## BEGIN Supplied data

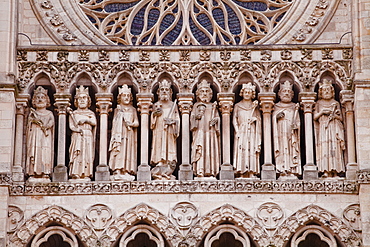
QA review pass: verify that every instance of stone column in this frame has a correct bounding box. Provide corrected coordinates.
[95,93,113,181]
[217,93,235,180]
[258,92,276,179]
[53,93,71,182]
[340,90,358,180]
[177,93,194,180]
[136,93,154,181]
[299,92,319,180]
[12,94,29,182]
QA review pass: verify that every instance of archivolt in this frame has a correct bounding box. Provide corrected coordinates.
[9,205,98,247]
[273,204,361,247]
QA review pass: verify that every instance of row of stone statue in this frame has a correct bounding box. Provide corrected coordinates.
[26,80,345,181]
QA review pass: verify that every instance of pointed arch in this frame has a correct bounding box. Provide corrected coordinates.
[273,204,361,247]
[102,203,181,246]
[9,205,98,246]
[188,204,270,246]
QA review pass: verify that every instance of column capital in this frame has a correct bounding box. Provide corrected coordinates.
[54,93,71,115]
[177,93,194,114]
[217,93,234,114]
[95,93,113,114]
[299,92,316,113]
[340,90,355,112]
[258,92,276,113]
[15,94,30,115]
[136,93,154,114]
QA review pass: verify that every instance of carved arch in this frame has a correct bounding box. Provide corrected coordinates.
[9,205,98,247]
[101,203,182,246]
[273,204,361,247]
[188,204,270,246]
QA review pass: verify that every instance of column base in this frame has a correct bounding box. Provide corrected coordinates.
[179,164,194,181]
[346,163,358,180]
[220,164,235,180]
[12,166,24,182]
[303,164,319,180]
[95,164,110,181]
[137,164,152,182]
[261,164,276,180]
[52,165,68,182]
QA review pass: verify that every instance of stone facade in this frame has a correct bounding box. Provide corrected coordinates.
[0,0,370,247]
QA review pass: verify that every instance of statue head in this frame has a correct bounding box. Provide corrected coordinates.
[195,80,213,102]
[74,85,91,109]
[157,79,172,101]
[117,84,133,105]
[319,79,335,99]
[239,82,256,100]
[278,81,294,103]
[32,86,50,108]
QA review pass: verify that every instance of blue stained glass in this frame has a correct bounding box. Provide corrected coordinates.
[162,15,182,45]
[159,14,175,35]
[225,4,242,35]
[131,4,148,35]
[212,8,225,29]
[233,0,267,11]
[189,18,211,45]
[104,1,139,13]
[197,14,213,33]
[147,9,160,30]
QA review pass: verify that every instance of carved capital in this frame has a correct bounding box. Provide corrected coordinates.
[96,93,113,115]
[177,93,194,114]
[217,93,234,114]
[340,90,355,112]
[15,95,29,115]
[299,92,316,113]
[136,93,154,114]
[258,92,276,114]
[54,93,71,115]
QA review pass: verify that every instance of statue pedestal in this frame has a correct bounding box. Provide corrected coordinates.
[179,164,193,181]
[261,164,276,180]
[137,164,152,182]
[53,165,68,182]
[95,164,110,181]
[220,164,235,180]
[346,163,358,180]
[303,164,319,180]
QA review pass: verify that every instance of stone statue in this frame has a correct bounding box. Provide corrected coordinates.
[109,84,139,181]
[313,79,345,178]
[150,80,180,180]
[272,81,302,179]
[26,86,54,179]
[190,80,221,177]
[68,86,96,179]
[233,83,262,178]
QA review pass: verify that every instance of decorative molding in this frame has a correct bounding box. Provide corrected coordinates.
[10,179,359,196]
[273,204,361,247]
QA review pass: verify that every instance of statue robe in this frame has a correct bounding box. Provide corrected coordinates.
[109,105,139,175]
[69,109,96,178]
[150,102,180,165]
[272,102,302,175]
[233,101,262,174]
[190,102,221,177]
[314,99,345,173]
[26,109,54,176]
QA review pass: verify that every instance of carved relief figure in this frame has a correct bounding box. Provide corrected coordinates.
[313,79,345,177]
[233,83,262,178]
[150,80,180,179]
[69,86,96,179]
[109,84,139,181]
[26,87,54,178]
[190,80,221,177]
[272,81,302,178]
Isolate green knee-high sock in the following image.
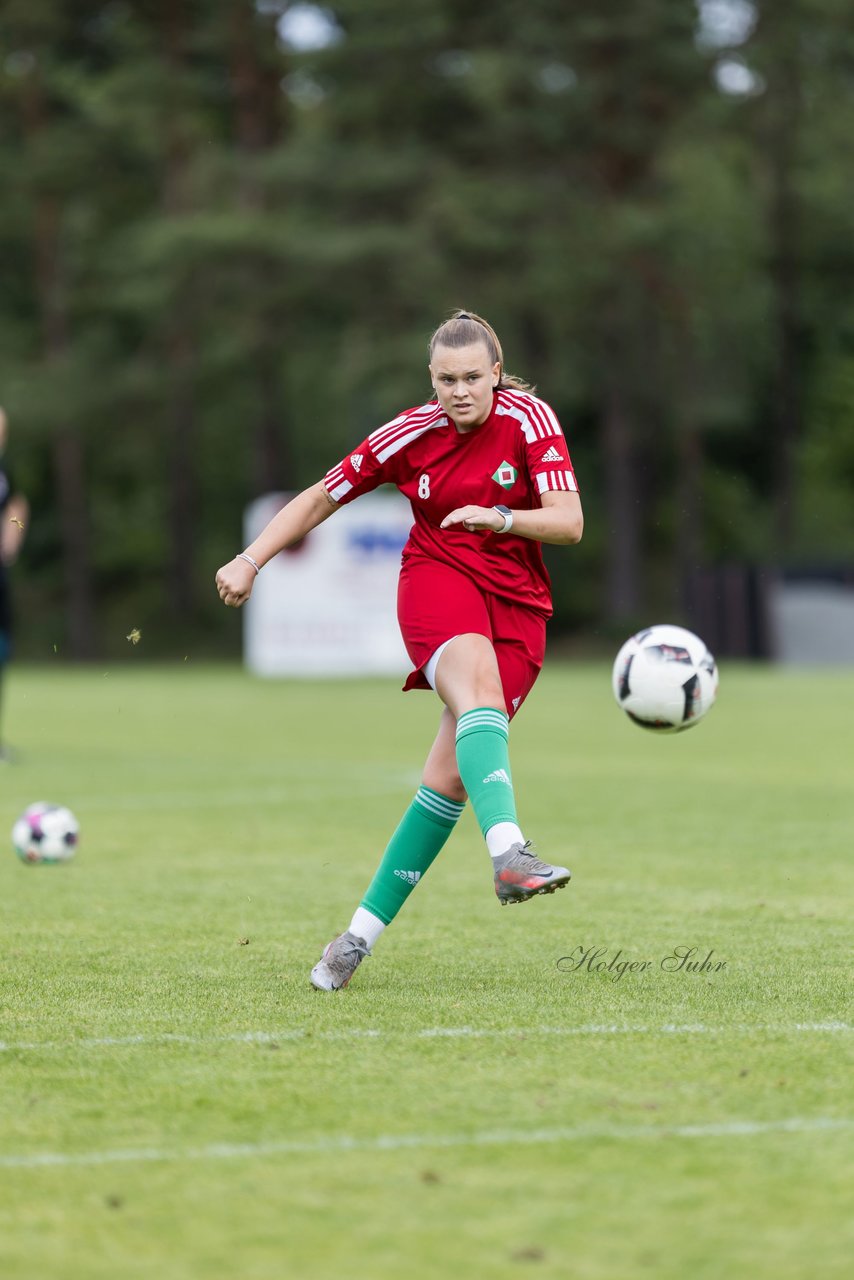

## END Supplied data

Rewrite the items from the very start through the line with "[12,94,29,182]", both ends included, keeping the request text and adjusting every bounding box coordinate in the answers by -82. Leave the pictures out of your answer.

QA review pass: verify that every instance of stone column in this frame has a correct bounding box. Provide corrected coordinates.
[13,11,31,99]
[135,11,153,98]
[176,10,194,97]
[-29,11,-11,100]
[258,8,276,98]
[95,11,112,98]
[54,11,72,99]
[217,10,237,98]
[-70,12,-53,100]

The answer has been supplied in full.